>> Begin RECORD EXTRACTS

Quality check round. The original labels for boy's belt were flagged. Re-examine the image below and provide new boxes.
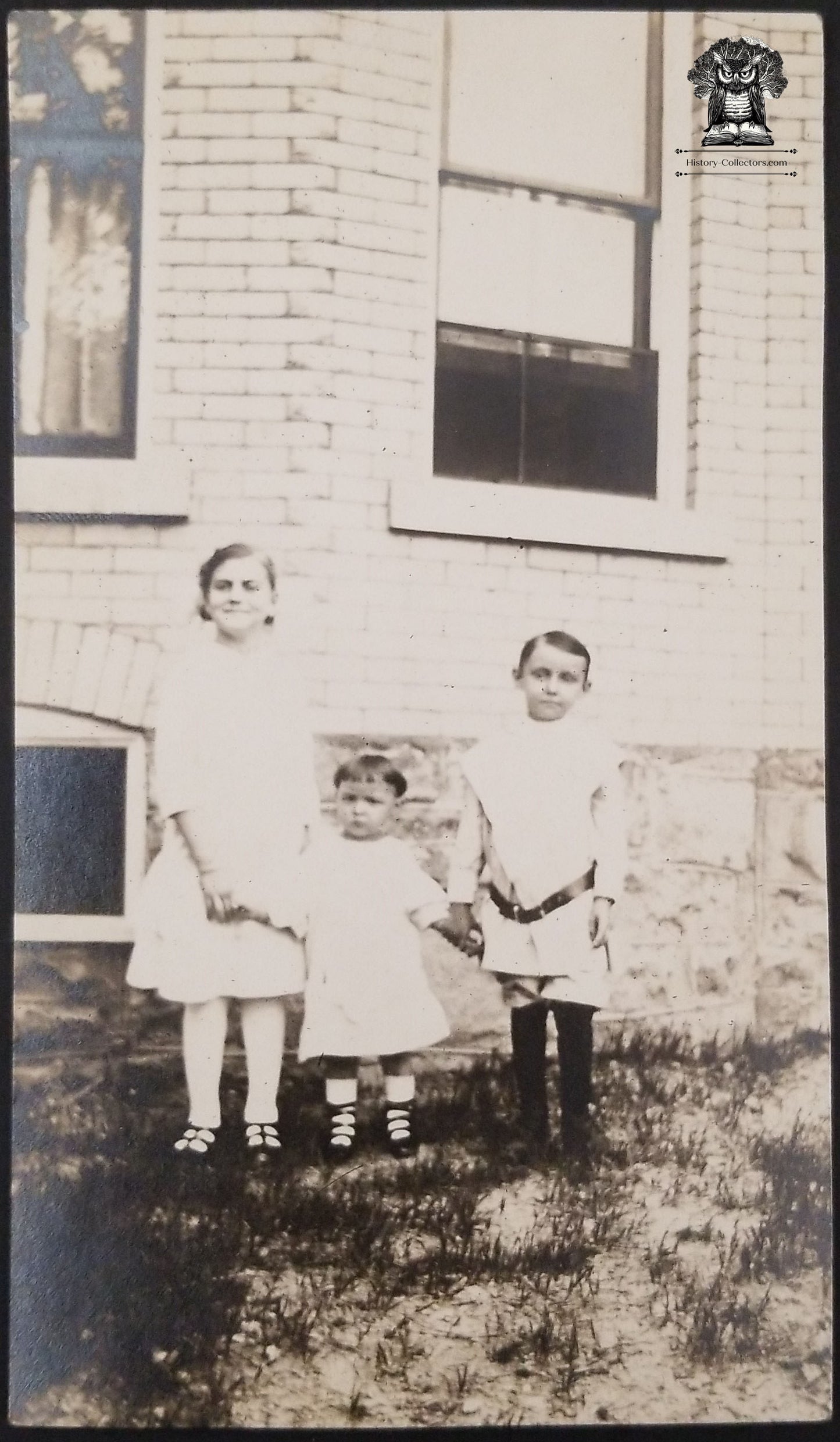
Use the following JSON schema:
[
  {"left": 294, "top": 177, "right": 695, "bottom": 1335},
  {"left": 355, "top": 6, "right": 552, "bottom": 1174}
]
[{"left": 490, "top": 866, "right": 595, "bottom": 926}]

>> End RECORD EXTRACTS

WHAT YOU HAVE TO DO: Rewrite the material above with "belt" switched to "backpack" and everything else unchanged, leaving the pictures out.

CORRECT ANSWER:
Quality check round. The original labels for boy's backpack were flagged. Re-examine the image below and provide new boxes.
Use the following JSON schema:
[
  {"left": 294, "top": 177, "right": 695, "bottom": 1335},
  {"left": 355, "top": 6, "right": 552, "bottom": 1174}
]
[{"left": 490, "top": 866, "right": 595, "bottom": 926}]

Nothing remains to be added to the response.